__提供テキスト__.

# # #

説明

カプセル

【課題】ミクロ−又はナノ−カプセルを提供する。
【解決手段】本発明は、粒子の外側シェル上に二つの異なる官能性基を有する(ミクロ−又はナノ−)カプセルであって、テキスタイル表面に付着することが可能であり(即ち、付着持続性を示し)、そして続いてテキスタイルに粒子を共有結合することが可能である(即ち、繊維に対して反応性である)カプセルに関するものである。本発明のミクロ−又はナノ−カプセルは、バインダーに対する明確な要求を排除し、且つ利用可能なペイロードを増加することにより、従来技術における制限を克服することを目的とする。

【発明の詳細な説明】
【技術分野】
【0001】
本発明は、カプセルに関するものである。
【背景技術】
【0002】
最新のテキスタイルは、クリーニングの容易さ又はアイロン掛けの容易さのような事柄に対する高度な仕様及び要求に適合しなければならない。これを実行するために、材料は、典型的には、シリコーンなどのような処理剤の添加により、製造中に機能化される。
望ましいと消費者に認識されている一つの潜在的事項は、悪臭抑制によるか又は芳香の調節された放出によるかの何れかでそれ以上の新鮮さを提供する機能を有するファブリックに関することである。
機能化は、生産手順の間の幾つかの工程において、またパジングのような周知適用技術の一つにおいて行われ得る。また他には、染色のような確立された製造工程の間に、薬剤が添加され得る。製造工程における実際の添加の時期及び方法は、使用される薬剤の種類に依存している。
テキスタイルの脱臭効果を改良するためにそれらを機能化するための一つの手段は、β−シクロデキストリンのような改質物質を使用することである。このような手法は、米国特許第6861520号明細書に開示されており、ここでは、繊維に前記シクロデキストリンを付着させるために、架橋剤(典型的には、イミダゾリドン)が使用されている。この文献は、この改質繊維が、その後、臭いを捕捉することを教示している。
同様の観点において、国際特許出願公開第03/093571号パンフレット及び米国特許第4882220号明細書に示されているように、マイクロカプセルの付着は確立された技術であり、両方の文献において、カプセルをバインダーの助けにより繊維に接着する方法が例示されている。
【特許文献1】米国特許第6861520号明細書
【特許文献2】国際特許出願公開第03/093571号パンフレット
【特許文献3】米国特許第4882220号明細書
【発明の開示】
【発明が解決しようとする課題】
【0003】
これらの手法を使用することは、幾つもの欠点を有する。第一に、高濃度のバインダーの使用は、ファブリックの取り扱い中に劣化を生じさせ得、消費者に、柔軟性に欠け、従って、望ましくないとの認識を与える。第二に、臭いの取り扱いにおいて、シクロデキストリンの使用は、シクロデキストリン分子は、非常に低濃度の臭気成分のみを吸収し得る、即ち、使用される場合において、それらが有するペイロードが低いとの事実により制限される。

# # #

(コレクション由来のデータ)
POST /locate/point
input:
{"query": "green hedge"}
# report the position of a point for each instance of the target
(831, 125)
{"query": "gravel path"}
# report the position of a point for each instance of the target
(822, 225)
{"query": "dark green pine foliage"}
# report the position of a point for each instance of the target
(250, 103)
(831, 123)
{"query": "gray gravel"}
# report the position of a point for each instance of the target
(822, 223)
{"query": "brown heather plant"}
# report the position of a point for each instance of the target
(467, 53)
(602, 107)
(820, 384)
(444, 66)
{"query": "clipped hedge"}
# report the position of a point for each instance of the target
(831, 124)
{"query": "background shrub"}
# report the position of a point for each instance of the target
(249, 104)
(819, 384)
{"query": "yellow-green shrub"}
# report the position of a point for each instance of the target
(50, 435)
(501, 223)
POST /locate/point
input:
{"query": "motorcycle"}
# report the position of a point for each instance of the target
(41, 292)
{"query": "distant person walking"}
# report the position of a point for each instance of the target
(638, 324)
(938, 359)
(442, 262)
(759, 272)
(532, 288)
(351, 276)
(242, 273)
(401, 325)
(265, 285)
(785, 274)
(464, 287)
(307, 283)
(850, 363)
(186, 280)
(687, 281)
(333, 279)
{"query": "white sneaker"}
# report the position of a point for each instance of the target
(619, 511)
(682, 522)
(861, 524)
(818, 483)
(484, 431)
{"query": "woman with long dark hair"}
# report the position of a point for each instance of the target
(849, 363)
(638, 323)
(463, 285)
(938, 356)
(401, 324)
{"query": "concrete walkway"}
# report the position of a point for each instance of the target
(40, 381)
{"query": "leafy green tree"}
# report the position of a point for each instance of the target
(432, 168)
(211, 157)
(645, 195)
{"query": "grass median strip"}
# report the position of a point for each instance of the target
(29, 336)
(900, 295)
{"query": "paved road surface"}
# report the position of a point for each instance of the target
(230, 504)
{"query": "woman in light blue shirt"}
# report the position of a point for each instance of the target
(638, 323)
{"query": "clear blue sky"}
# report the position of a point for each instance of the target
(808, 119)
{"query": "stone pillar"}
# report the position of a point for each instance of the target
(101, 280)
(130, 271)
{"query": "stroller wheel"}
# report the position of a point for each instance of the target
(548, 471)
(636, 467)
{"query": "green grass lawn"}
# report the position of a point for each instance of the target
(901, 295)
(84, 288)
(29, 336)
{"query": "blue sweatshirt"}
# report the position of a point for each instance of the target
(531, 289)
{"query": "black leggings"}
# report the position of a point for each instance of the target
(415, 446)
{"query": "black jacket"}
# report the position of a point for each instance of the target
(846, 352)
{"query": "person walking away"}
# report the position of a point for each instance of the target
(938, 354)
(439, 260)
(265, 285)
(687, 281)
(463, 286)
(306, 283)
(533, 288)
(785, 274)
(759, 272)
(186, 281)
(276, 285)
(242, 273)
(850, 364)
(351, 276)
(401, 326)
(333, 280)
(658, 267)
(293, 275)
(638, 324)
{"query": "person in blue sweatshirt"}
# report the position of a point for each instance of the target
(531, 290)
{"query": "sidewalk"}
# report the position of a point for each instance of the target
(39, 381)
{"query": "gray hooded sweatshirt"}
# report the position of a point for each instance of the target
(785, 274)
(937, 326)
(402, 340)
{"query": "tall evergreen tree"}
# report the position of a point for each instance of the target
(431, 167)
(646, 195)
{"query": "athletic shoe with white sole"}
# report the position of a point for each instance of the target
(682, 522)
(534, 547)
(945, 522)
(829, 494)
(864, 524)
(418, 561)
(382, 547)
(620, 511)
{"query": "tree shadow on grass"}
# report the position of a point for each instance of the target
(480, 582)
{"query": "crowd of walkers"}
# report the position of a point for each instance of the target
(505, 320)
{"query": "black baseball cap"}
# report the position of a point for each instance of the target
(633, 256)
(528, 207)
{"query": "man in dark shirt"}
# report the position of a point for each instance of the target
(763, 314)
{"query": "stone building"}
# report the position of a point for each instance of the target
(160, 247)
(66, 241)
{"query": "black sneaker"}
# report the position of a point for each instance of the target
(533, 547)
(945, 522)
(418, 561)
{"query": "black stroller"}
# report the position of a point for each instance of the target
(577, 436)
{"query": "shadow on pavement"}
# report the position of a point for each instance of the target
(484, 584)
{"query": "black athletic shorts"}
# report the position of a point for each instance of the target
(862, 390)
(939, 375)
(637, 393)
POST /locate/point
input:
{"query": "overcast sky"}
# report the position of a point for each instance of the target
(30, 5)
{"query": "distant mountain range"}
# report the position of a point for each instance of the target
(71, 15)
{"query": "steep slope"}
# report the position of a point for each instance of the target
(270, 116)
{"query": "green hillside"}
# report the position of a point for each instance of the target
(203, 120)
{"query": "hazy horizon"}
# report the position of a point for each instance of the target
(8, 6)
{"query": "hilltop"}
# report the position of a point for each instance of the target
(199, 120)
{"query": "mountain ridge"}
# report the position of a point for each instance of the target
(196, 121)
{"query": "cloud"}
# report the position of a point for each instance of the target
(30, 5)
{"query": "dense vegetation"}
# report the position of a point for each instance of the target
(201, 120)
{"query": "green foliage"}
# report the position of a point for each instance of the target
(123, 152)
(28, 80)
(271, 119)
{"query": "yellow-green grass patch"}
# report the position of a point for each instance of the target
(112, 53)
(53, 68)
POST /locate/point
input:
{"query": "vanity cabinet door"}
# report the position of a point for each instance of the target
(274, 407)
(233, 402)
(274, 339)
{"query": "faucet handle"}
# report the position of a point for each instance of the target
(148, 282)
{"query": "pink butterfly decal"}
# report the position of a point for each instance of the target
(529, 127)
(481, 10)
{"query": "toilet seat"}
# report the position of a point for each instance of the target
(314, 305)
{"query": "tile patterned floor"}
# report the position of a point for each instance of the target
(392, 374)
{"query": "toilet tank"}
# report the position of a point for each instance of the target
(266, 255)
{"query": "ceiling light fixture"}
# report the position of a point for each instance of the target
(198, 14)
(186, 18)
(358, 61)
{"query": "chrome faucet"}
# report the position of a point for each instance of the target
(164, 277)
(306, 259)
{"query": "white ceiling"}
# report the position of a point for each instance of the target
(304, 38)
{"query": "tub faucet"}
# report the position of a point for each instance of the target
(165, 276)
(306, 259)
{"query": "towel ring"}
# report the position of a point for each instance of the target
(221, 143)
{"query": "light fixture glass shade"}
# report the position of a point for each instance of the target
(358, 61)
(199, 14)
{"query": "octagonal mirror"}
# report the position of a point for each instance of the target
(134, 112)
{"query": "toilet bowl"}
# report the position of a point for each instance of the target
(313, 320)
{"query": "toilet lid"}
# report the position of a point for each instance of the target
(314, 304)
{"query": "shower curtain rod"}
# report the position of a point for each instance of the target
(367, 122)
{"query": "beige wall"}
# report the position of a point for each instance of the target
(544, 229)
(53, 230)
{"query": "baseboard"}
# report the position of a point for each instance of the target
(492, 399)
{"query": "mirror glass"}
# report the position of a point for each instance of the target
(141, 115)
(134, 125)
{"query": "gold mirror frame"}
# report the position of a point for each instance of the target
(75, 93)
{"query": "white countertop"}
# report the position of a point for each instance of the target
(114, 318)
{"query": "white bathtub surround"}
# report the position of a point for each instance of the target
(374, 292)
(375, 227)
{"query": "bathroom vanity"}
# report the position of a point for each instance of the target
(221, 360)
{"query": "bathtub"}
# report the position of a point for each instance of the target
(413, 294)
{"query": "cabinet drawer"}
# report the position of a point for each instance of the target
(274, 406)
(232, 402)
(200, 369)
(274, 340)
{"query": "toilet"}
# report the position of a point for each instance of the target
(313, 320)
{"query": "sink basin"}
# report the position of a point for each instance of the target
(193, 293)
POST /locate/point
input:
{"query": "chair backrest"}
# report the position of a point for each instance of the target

# # #

__作業一覧__.
- A) カプセルに関する文書から、「望ましいと消費者に認識されて」から「る薬剤の種類に依存している。」までの範囲（両端を含む）を一字一句違えずに書き写してください。
- B) カプセルに関する文書を、末尾の文の次から書き継いでください。

__結果__.
- A)
望ましいと消費者に認識されている一つの潜在的事項は、悪臭抑制によるか又は芳香の調節された放出によるかの何れかでそれ以上の新鮮さを提供する機能を有するファブリックに関することである。
機能化は、生産手順の間の幾つかの工程において、またパジングのような周知適用技術の一つにおいて行われ得る。また他には、染色のような確立された製造工程の間に、薬剤が添加され得る。製造工程における実際の添加の時期及び方法は、使用される薬剤の種類に依存している。

- B)
【課題を解決するための手段】
【0004】
本発明は、マイクロ−又はナノ範囲にあり、そしてポリマー状シェルの表面の外側にカチオン性基及び繊維反応性(fiber−reactive)基を有し、それ故、バインダーに対する明確な要求を排除し、且つ利用可能なペイロードを増加することにより、これらの制限を克服することを目的とする、カプセルに関するものである。
【発明を実施するための最良の形態】
【0005】
ナノ−及びマイクロカプセルは、後の使用のために備えて、物質を保持する都合の良い手段を提供する。前記カプセルは、独特のコア−シェルからマトリックスに至る広い範囲の形態を有し得るけれども、それ以外の使用可能な形態が、「微小球、マイクロカプセル及びリポソーム(Microspheres,microcapsules and l
iposomes)」[編者:アール アルシャディ(R Arshady)、シトラス出版(Citrus Press)、1999年、ISBN:0953218716]に記載されている。前記形態がコア−シェルである場合には、前記シェルはカプセルのコア材を包んでおり、他方、前記形態がマトリックスタイプである場合には、ポリマー状物質全体にわたり活性物質が分散されている。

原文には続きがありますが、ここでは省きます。